BEGIN Data extract
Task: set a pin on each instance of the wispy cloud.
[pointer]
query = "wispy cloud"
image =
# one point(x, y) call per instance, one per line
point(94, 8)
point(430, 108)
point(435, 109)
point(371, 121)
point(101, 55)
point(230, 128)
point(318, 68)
END Data extract
BEGIN Data extract
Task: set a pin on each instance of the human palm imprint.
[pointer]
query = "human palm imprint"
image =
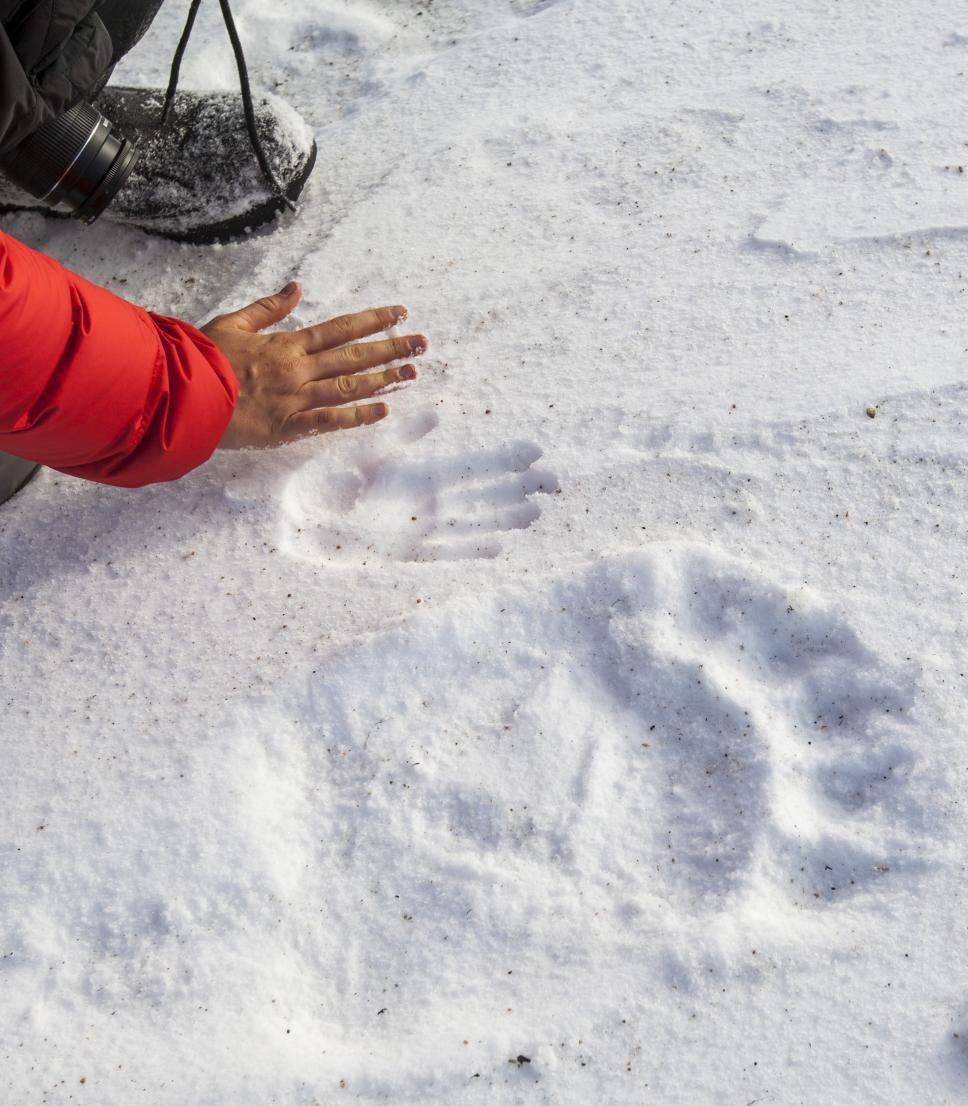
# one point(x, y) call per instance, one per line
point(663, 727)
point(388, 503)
END Data extract
▶ [Direction]: Please return each line from the items above that contains the word "wispy", copied in full.

▶ [Complete output]:
Task: set a pin on each instance of the wispy cloud.
query = "wispy cloud"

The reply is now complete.